> **WHAT TO WORK ON**
a. Copy everything in the Voting Rights Act article from "Wrong. In fact, it" down to "their election procedures.".
b. Name every person the Voting Rights Act article mentions by name.
c. Go on with the Voting Rights Act article from where it stops.

> **DOCUMENT SEGMENT**
Published November 16, 2012 4:54 pm

This is an archived article that was published on sltrib.com in 2012, and information in the article may be outdated. It is provided only for personal research purposes and may not be reprinted.

We just re-elected our first African-American president. Pretty overwhelming proof that we don't need a Voting Rights Act to protect against discrimination in voting, right?

Wrong. In fact, it is because we have a Voting Rights Act that hundreds of thousands of voters were able to cast the votes necessary to re-elect President Obama. So it is disconcerting to realize that the Supreme Court accepted for review a case that many think will lead to the Voting Rights Act of 1965 getting struck down.

Section 5 of the act in particular is in trouble. It requires a number of states, mostly in the South and all with a history of discrimination, to get permission from the federal government before changing their election procedures.

As Columbia law professor Nathaniel Persily warns in The New York Times, we should begin preparing now for the likelihood that this landmark law will be struck down.

This should be unthinkable, especially given all of the efforts to suppress voting rights over the past year. In June it was Pennsylvania state House Republican Leader Mike Turzai who boasted that the state's new voter ID law would "allow Governor Romney to win the state of Pennsylvania." He didn't say this because there was any evidence of voter fraud in Pennsylvania. There isn't. But the statute would have permitted hundreds of thousands of voters to be disenfranchised.

> **Excerpts from a dataset**
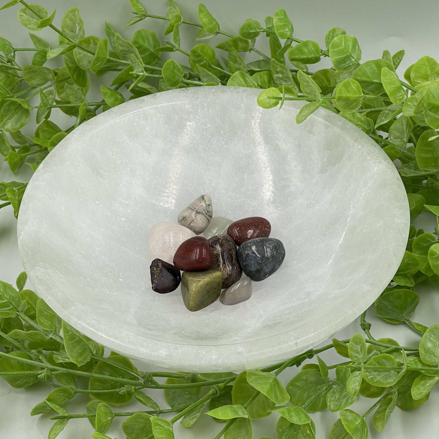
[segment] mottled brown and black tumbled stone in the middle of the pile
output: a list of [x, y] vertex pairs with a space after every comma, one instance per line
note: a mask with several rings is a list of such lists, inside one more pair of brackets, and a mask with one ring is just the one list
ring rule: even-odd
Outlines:
[[223, 273], [223, 288], [233, 285], [241, 277], [235, 241], [228, 235], [216, 235], [209, 239], [212, 249], [212, 269]]

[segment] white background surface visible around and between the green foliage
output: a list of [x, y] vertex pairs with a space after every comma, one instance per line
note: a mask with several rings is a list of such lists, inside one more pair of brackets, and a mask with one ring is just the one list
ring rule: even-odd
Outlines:
[[[4, 0], [5, 1], [5, 0]], [[144, 2], [151, 14], [165, 14], [165, 1]], [[406, 57], [399, 68], [400, 75], [404, 69], [423, 55], [430, 55], [439, 59], [439, 46], [437, 45], [437, 16], [439, 3], [420, 0], [416, 3], [403, 1], [369, 0], [364, 1], [308, 1], [291, 2], [287, 0], [277, 0], [267, 2], [263, 0], [205, 0], [205, 5], [219, 21], [221, 28], [227, 32], [237, 34], [237, 29], [246, 18], [254, 18], [263, 22], [263, 18], [279, 7], [284, 7], [294, 26], [295, 36], [298, 38], [317, 40], [323, 46], [324, 35], [327, 29], [340, 26], [346, 29], [348, 34], [355, 35], [363, 51], [363, 61], [367, 59], [380, 58], [382, 50], [388, 49], [393, 54], [397, 50], [405, 49]], [[191, 0], [181, 0], [184, 19], [197, 21], [197, 2]], [[103, 22], [107, 19], [115, 29], [122, 32], [122, 36], [129, 37], [140, 26], [154, 29], [158, 34], [164, 29], [163, 23], [156, 23], [153, 20], [141, 22], [133, 28], [123, 29], [126, 22], [132, 17], [128, 0], [45, 0], [43, 2], [49, 13], [57, 7], [57, 17], [54, 24], [59, 25], [62, 14], [71, 6], [78, 6], [85, 22], [86, 34], [98, 35], [103, 37]], [[10, 40], [14, 47], [32, 47], [27, 30], [24, 29], [16, 19], [18, 7], [12, 7], [6, 11], [0, 11], [0, 35]], [[183, 28], [182, 42], [186, 49], [190, 48], [187, 42], [189, 37], [194, 35], [194, 30]], [[49, 40], [53, 45], [56, 37], [50, 30], [43, 30], [40, 36]], [[217, 37], [218, 41], [222, 40]], [[68, 122], [67, 122], [68, 123]], [[26, 132], [32, 135], [31, 132]], [[6, 165], [0, 167], [0, 181], [18, 180], [25, 181], [30, 177], [30, 172], [23, 169], [15, 176], [12, 176]], [[422, 219], [417, 221], [417, 227], [422, 223], [431, 222], [431, 216], [425, 214]], [[428, 231], [430, 231], [429, 229]], [[17, 241], [15, 237], [15, 219], [11, 209], [2, 209], [0, 217], [0, 279], [14, 283], [18, 273], [22, 271], [22, 263], [18, 254]], [[373, 276], [373, 273], [371, 273]], [[28, 288], [31, 288], [28, 285]], [[439, 288], [428, 285], [420, 286], [417, 292], [421, 296], [421, 302], [414, 313], [414, 321], [419, 321], [427, 326], [438, 323], [439, 314]], [[419, 340], [409, 328], [402, 325], [385, 324], [373, 317], [373, 309], [369, 311], [368, 320], [373, 324], [372, 334], [375, 338], [392, 337], [397, 339], [400, 344], [413, 345]], [[349, 338], [360, 330], [358, 321], [341, 331], [337, 338]], [[323, 356], [327, 363], [338, 363], [342, 361], [336, 355]], [[140, 367], [140, 364], [137, 364]], [[148, 366], [142, 365], [144, 370]], [[281, 379], [286, 384], [293, 376], [294, 371], [285, 371], [281, 374]], [[31, 418], [29, 412], [38, 402], [42, 401], [50, 389], [47, 387], [34, 385], [28, 389], [15, 390], [9, 387], [3, 380], [0, 380], [0, 437], [1, 438], [29, 438], [43, 439], [47, 437], [50, 425], [53, 421], [49, 416]], [[164, 399], [161, 391], [151, 392], [150, 395], [164, 406]], [[81, 399], [82, 398], [82, 399]], [[76, 396], [74, 401], [67, 405], [71, 413], [83, 412], [86, 397]], [[363, 413], [374, 403], [374, 400], [360, 398], [353, 406], [353, 409]], [[403, 412], [395, 409], [390, 417], [388, 424], [381, 434], [375, 432], [370, 425], [370, 437], [374, 438], [417, 438], [417, 439], [436, 439], [439, 431], [439, 418], [437, 417], [437, 406], [439, 404], [439, 390], [434, 388], [430, 400], [410, 412]], [[139, 407], [133, 403], [133, 407]], [[131, 409], [124, 406], [125, 410]], [[121, 411], [122, 411], [121, 410]], [[143, 410], [138, 408], [138, 410]], [[314, 414], [316, 422], [317, 438], [326, 438], [332, 423], [337, 418], [336, 414], [328, 411]], [[111, 430], [107, 433], [112, 437], [122, 438], [124, 435], [120, 430], [121, 418], [117, 419]], [[277, 417], [274, 415], [269, 418], [255, 420], [254, 437], [259, 438], [263, 435], [275, 437], [274, 426]], [[371, 420], [369, 420], [371, 421]], [[175, 435], [177, 439], [188, 438], [210, 438], [213, 437], [222, 425], [210, 421], [208, 416], [202, 419], [191, 429], [180, 428], [177, 424]], [[90, 424], [86, 420], [72, 420], [59, 436], [61, 439], [78, 439], [90, 437], [93, 432]]]

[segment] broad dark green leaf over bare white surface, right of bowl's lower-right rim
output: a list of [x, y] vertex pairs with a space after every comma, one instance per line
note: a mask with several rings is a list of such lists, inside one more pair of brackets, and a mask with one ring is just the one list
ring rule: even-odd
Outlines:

> **EXPECTED RESULTS**
a.
Wrong. In fact, it is because we have a Voting Rights Act that hundreds of thousands of voters were able to cast the votes necessary to re-elect President Obama. So it is disconcerting to realize that the Supreme Court accepted for review a case that many think will lead to the Voting Rights Act of 1965 getting struck down.

Section 5 of the act in particular is in trouble. It requires a number of states, mostly in the South and all with a history of discrimination, to get permission from the federal government before changing their election procedures.

b. President Obama, Nathaniel Persily, Mike Turzai, Governor Romney

c.
Last weekend, it was Wisconsin state Sen. and Romney campaign co-chair Alberta Darling who suggested that Romney would have won Wisconsin if voter ID laws had been in place. Again there is no evidence of voter fraud. Fortunately, courts either delayed or banned enforcement of these statutes. And President Obama won both states by more than 200,000 votes.

Turzai and Darling are two examples of Republican state legislators honest enough in their comments to make clear what underlies this massive effort to enact voter ID laws: Republicans believe that suppressing voting rights is a legitimate campaign strategy. We shouldn't forget that more than 30 states have passed some form of a Voter ID law, and by the next election the number of states with strict photo ID laws will certainly increase. All to combat a problem that we know, and they know, doesn't exist.

That is why the Federal Voting Rights Act is so important. It is that statute that protected the right to vote, led to these unfortunate state laws being overturned, and made it possible to re-elect our first African-American president. Let's hope the Supreme Court realizes this.